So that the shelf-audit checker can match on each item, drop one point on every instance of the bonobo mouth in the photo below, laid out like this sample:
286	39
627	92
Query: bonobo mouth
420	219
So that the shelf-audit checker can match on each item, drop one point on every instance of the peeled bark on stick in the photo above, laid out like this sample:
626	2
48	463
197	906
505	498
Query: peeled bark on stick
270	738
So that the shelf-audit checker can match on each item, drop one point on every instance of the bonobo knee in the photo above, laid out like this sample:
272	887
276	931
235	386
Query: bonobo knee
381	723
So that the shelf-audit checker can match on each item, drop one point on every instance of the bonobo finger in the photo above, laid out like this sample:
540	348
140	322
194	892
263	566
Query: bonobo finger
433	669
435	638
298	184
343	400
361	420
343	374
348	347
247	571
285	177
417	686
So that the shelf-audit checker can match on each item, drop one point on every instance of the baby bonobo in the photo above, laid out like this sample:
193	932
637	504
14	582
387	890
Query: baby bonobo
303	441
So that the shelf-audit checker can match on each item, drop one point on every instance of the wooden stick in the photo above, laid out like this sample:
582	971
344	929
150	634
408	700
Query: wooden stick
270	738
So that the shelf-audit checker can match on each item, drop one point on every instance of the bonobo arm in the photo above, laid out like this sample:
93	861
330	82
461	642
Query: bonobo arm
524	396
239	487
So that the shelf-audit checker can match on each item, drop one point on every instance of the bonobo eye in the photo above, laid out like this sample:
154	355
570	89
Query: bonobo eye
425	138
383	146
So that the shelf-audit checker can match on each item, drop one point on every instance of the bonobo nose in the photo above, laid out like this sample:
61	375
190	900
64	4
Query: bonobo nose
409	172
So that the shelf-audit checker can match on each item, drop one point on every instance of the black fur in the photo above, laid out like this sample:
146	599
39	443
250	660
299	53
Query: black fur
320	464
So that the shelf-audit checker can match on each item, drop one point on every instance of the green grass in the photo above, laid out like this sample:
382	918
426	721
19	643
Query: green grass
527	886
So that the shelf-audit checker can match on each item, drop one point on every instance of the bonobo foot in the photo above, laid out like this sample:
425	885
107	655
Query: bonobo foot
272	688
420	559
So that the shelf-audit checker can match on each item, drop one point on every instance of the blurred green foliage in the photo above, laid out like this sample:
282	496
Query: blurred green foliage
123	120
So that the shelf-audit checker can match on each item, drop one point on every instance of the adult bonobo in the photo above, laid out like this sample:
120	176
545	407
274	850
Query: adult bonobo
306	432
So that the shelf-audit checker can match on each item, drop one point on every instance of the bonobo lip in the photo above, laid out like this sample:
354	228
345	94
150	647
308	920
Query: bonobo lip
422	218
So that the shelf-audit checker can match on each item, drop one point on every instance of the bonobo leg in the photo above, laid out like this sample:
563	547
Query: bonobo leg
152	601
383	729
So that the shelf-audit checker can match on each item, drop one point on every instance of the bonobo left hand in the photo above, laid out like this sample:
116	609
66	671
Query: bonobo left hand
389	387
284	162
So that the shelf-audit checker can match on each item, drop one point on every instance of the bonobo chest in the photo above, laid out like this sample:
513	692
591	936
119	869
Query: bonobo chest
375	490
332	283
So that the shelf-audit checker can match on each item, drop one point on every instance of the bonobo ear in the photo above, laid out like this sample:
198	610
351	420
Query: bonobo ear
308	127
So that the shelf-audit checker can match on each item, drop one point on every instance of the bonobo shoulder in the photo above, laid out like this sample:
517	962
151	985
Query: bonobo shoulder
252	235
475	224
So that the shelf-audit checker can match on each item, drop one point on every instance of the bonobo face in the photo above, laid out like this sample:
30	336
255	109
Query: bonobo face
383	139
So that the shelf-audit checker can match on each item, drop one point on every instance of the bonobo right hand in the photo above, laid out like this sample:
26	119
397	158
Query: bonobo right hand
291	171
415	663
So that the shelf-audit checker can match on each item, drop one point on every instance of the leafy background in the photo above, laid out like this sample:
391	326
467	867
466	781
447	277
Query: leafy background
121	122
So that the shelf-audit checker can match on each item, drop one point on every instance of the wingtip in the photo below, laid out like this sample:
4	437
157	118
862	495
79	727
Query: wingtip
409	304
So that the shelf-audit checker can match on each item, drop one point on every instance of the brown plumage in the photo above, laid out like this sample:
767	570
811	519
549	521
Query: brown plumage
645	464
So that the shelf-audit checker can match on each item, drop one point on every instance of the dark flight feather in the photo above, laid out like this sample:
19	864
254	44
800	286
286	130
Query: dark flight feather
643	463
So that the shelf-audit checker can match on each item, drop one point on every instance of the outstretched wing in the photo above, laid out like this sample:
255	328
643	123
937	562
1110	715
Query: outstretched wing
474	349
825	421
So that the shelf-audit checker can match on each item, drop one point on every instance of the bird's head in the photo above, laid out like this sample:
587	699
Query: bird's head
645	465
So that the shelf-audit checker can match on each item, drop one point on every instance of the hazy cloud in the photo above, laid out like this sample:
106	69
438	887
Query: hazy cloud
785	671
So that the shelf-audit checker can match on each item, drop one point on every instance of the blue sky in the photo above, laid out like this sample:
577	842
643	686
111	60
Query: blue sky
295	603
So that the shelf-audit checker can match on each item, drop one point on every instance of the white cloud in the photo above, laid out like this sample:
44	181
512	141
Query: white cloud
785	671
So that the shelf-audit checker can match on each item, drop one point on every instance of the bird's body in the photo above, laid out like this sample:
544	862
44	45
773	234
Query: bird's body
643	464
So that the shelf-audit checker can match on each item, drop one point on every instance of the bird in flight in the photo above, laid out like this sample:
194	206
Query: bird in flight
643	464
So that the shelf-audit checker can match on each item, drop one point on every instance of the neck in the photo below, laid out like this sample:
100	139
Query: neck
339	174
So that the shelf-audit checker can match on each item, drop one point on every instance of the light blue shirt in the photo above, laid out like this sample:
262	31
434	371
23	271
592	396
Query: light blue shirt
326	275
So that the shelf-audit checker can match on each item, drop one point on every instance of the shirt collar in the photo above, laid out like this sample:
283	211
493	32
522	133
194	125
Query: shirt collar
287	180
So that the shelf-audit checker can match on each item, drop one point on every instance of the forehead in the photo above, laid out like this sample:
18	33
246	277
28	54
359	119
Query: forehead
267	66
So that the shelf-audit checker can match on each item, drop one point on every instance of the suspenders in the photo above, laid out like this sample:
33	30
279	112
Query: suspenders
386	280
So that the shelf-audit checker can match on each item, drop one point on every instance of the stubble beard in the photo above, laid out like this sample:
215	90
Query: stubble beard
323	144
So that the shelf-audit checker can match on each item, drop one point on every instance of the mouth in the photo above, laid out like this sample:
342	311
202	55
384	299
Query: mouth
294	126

_What to work on_
Word for word, retype each record.

_Exercise answer_
So that the shelf-audit checker can match on each item, drop one point on every instance of the bonobo mouth in the photo below, laid out like this sample:
286	39
627	92
Query: bonobo mouth
420	219
So that the shelf-audit checker can match on each item, drop one point on every instance of the peeled bark on stick in the photo above, laid out like this sample:
626	2
48	463
197	906
505	498
Query: peeled bark on stick
270	738
So that the shelf-audit checker can match on each item, drop one point on every instance of the bonobo knee in the photo above, laid out like this sample:
272	887
276	931
235	386
Query: bonobo knee
381	723
So that the shelf-audit checker can match on each item, drop one point on every instance of the bonobo finger in the photo above, laid out like this sample:
540	348
140	322
194	892
263	566
Query: bonobo finger
433	669
435	638
298	184
343	400
361	420
343	374
348	347
247	571
285	177
417	686
So that the shelf-audit checker can match on each item, drop one point on every instance of the baby bonobo in the photo above, laid out like this sample:
193	932
637	504
14	582
387	890
Query: baby bonobo
303	441
So that the shelf-audit checker can match on each item, drop one point on every instance of the wooden stick in the photo above, laid out like this sample:
582	971
344	929
150	634
408	700
Query: wooden stick
270	738
So that the shelf-audit checker can match on each item, drop one point on every instance of the bonobo arm in the photo above, laid out like this sample:
93	861
330	82
461	642
Query: bonobo arm
524	396
239	487
So that the shelf-audit checker can match on each item, drop one point on every instance of the bonobo eye in the photo above, laid out like this sample:
154	355
570	89
Query: bonobo eye
425	138
383	146
So that the shelf-audit checker can match on each item, drop one point on every instance of the bonobo nose in the photo above, laid out like this sample:
61	375
190	900
64	4
Query: bonobo nose
409	172
So that the shelf-audit checker can match on each item, drop one point on every instance of the black fur in the photo above, laid out like this sample:
146	599
39	443
250	660
299	53
Query: black fur
320	464
So that the shelf-audit checker can match on each item, drop one point on every instance of the green grass in the photo above, laid out like this sample:
382	918
426	721
19	643
Query: green grass
527	886
So that the shelf-audit checker can match on each item, drop one point on every instance of the bonobo foot in the photo above, laid out like this sample:
425	885
107	655
Query: bonobo foot
272	688
420	559
So that the shelf-audit checker can match on each item, drop one point on every instance of the blurred green foliage in the photo above, laid out like this sample:
282	496
Query: blurred green foliage
123	120
So that the shelf-audit checker can match on each item, drop one point on every instance of the adult bonobo in the photo above, laid out like this sample:
120	176
545	407
274	850
Query: adult bonobo
306	432
So that the shelf-audit checker can match on each item, drop one point on every instance of the bonobo lip in the photo above, laid out like this sample:
354	228
345	94
150	647
308	920
Query: bonobo lip
422	218
So that the shelf-audit checker can match on each item, drop one point on every instance of the bonobo leg in the photo above, laid out like this sample:
563	547
Query: bonobo leg
152	601
383	729
So that the shelf-audit checker can match on each item, drop one point on every instance of the bonobo left hand in the photo above, laid out like this sample:
116	609
66	671
Query: bonobo left hand
389	387
284	162
So that the shelf-audit checker can match on each item, drop one point on every instance of the bonobo chest in the photo above, laid out like this sample:
513	692
591	936
119	869
Query: bonobo chest
375	490
332	283
So that the shelf-audit checker can match on each item, drop one point on every instance of the bonobo ear in the photo above, laid out like this sample:
198	610
351	420
Query: bonobo ear
308	127
So that the shelf-audit checker can match on each item, drop one point on every instance of the bonobo shoulder in the photo above, laid out like this sample:
517	962
151	985
Query: bonobo shoulder
252	235
475	224
So that the shelf-audit checker can match on each item, drop one point on every instance of the bonobo face in the photo above, laid out like this sample:
30	336
255	109
Query: bonobo face
383	139
So that the shelf-audit checker can match on each item, drop one point on every instance of the bonobo right hand in the photo above, laid out like this sample:
26	119
397	158
Query: bonobo right hand
291	171
415	663
So that the shelf-audit checker can match on each item, drop one point on every instance of the leafy background in the photo above, laid out like this sample:
391	326
467	867
466	781
447	277
Query: leafy background
121	122
So that the shelf-audit checker can match on each item, drop one point on every instance of the wingtip in the photo below, laid out like this sample:
4	437
157	118
862	495
79	727
Query: wingtip
409	304
So that the shelf-audit checker can match on each item, drop one point on every instance of the brown plumage in the photo above, laid out like this sample:
767	570
811	519
549	521
Query: brown plumage
645	464
So that the shelf-audit checker can match on each item, drop one point on every instance of the dark flight feather in the photo above, laid out like this sample:
19	864
254	44
800	286
286	130
Query: dark flight feather
643	463
So that the shelf-audit checker can match on each item, drop one point on every instance of the outstretched wing in the photo above, laid out like this sample:
255	328
643	123
937	562
1110	715
Query: outstretched wing
474	349
825	421
So that the shelf-audit checker can match on each item, drop one point on every instance of the bird's head in the photo above, laid out like this sample:
587	699
Query: bird's head
645	465
So that the shelf-audit checker can match on each item, drop one point on every instance of the hazy cloud in the photo above, laid out like this sample:
106	69
438	887
Query: hazy cloud
785	671
So that the shelf-audit checker can match on each item, drop one point on every instance of the blue sky in the photo above, laid out like this sample:
577	842
643	686
111	60
Query: blue sky
295	603
So that the shelf-audit checker can match on each item, drop one point on every instance of the white cloud in the photo above, laid out like this sample:
44	181
512	141
Query: white cloud
785	671
So that the shelf-audit checker can match on each item, drop one point on every instance of the bird's body in the photo above, laid out like this sample:
544	862
44	45
773	234
Query: bird's body
643	464
So that the shelf-audit checker can match on each item, drop one point on every instance of the bird in flight in the photo above, laid out like this sample:
194	206
Query: bird in flight
643	464
So that the shelf-audit checker can match on each item, drop one point on every instance of the neck in the photo below, laid out like this sample:
100	139
Query: neck
339	174
So that the shelf-audit checker can match on each item, drop one point on every instance of the light blue shirt in the photo above, laid out like this sample:
262	31
434	371
23	271
592	396
Query: light blue shirt
326	275
So that the shelf-audit checker can match on each item, drop one point on every instance of the shirt collar in the photo above, laid out like this sample:
283	211
493	32
522	133
194	125
Query: shirt collar
287	180
So that the shelf-audit checker can match on each item, drop one point on every instance of the forehead in the photo above, laid out like this sample:
18	33
246	277
28	54
359	119
Query: forehead
267	66
So that the shelf-audit checker can match on each item, drop one point on every instance of the suspenders in the photo above, laid out like this sample:
33	30
279	112
Query: suspenders
386	280
So that the shelf-audit checker can match on each item, drop one point on every instance of the stubble beard in the photo above, laid out like this sample:
215	90
Query: stubble beard
323	144
So that the shelf-audit checker can match on each item, drop one point on every instance of the mouth in the photo above, laid out like this sample:
342	311
202	55
384	299
Query: mouth
294	126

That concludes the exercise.